● Work to do: Find each line of the records below that includes the word "distant" and copy those lines out.

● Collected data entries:
#####

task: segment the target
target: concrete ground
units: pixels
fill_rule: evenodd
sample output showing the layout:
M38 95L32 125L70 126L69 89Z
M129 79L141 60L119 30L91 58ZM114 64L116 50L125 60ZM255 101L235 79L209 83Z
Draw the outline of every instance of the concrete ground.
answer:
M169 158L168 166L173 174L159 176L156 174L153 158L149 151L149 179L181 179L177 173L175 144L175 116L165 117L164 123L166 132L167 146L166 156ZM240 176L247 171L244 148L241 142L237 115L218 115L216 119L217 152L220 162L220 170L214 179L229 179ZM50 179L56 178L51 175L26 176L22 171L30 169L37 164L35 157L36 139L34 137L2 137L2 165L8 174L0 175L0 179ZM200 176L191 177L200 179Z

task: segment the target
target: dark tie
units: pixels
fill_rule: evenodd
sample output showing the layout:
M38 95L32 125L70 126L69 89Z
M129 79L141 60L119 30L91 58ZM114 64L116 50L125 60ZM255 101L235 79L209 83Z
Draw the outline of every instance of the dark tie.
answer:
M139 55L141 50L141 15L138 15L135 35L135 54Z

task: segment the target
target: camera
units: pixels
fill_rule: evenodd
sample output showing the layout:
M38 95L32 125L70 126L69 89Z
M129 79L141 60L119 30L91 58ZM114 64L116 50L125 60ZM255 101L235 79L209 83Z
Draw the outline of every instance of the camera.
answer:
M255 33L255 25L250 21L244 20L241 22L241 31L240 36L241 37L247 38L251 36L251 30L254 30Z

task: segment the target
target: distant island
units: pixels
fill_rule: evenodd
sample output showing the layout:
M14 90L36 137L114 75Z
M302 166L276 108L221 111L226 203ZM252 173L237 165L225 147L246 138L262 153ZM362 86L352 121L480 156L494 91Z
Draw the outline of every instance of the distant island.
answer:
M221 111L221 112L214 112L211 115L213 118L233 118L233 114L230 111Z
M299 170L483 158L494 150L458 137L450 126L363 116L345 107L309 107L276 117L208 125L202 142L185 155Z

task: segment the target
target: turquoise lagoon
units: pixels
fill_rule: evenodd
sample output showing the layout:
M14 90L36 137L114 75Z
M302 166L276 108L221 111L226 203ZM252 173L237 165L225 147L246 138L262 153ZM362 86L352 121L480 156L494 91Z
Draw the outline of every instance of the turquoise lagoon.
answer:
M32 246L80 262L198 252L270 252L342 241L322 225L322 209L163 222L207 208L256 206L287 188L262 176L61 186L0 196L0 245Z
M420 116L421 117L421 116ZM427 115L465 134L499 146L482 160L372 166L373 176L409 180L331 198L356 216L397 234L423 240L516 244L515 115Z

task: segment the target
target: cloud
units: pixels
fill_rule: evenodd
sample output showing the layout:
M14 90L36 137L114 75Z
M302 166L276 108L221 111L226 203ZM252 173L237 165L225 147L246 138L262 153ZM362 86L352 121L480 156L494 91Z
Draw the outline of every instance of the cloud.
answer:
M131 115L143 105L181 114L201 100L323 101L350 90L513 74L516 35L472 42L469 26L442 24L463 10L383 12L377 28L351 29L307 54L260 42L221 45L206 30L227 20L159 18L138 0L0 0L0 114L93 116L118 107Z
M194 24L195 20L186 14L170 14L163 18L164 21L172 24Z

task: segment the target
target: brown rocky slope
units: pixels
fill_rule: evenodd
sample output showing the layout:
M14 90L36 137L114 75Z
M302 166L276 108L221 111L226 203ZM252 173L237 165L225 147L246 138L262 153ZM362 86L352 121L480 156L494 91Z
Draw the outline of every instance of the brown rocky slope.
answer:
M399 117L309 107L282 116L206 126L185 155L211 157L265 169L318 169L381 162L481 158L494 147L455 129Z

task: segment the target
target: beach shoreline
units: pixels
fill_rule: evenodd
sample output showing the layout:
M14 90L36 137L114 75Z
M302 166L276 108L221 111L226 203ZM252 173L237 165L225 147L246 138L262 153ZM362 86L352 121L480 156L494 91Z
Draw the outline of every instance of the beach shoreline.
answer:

#####

● Result for this exercise:
target: distant island
Draw the outline of every instance of the distant island.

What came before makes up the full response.